-- What the task requires --
Return all lines below containing the word "woman".

(Natural language region descriptions)
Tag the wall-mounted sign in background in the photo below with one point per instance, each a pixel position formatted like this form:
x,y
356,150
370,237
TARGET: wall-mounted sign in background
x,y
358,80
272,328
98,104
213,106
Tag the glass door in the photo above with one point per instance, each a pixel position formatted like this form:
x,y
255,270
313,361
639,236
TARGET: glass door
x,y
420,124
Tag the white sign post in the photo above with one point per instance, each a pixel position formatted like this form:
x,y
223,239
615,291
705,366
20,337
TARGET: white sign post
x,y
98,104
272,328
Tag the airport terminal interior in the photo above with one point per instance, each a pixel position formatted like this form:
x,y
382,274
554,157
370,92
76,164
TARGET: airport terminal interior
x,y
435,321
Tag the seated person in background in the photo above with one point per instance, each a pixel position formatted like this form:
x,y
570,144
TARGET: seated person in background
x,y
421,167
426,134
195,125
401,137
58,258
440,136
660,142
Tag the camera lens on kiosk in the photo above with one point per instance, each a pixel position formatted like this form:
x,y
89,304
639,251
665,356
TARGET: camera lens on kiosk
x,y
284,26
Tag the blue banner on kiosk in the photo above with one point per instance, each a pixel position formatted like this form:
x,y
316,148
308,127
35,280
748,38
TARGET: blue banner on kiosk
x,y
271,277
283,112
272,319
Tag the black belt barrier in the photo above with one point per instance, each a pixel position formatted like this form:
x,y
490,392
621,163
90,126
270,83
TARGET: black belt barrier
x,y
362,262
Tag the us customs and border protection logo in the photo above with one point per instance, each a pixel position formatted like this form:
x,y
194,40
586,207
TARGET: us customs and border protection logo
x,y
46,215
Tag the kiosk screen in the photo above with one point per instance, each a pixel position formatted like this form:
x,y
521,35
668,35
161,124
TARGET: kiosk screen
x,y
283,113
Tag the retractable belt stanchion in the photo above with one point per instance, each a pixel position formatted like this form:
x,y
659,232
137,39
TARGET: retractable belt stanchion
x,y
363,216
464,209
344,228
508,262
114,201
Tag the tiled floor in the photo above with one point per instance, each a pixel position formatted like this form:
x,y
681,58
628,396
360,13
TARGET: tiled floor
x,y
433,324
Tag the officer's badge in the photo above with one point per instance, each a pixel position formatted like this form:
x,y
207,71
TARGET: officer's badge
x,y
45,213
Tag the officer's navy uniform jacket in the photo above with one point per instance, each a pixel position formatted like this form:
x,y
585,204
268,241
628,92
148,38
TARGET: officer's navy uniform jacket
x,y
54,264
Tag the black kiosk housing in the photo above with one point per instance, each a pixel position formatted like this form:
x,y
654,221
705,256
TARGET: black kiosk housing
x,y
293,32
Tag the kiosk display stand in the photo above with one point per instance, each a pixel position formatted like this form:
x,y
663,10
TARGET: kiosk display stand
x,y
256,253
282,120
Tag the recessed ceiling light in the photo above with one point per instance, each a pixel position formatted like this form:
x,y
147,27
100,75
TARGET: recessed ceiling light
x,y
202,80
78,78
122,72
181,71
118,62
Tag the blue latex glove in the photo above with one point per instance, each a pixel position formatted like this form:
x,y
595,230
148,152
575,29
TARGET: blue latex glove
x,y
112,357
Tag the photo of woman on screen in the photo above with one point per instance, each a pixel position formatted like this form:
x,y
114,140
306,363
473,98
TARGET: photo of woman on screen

-- Expected output --
Tag the photo of woman on screen in the photo above with one point per instance, each a pixel position formatted like this form:
TARGET: photo of woman on screen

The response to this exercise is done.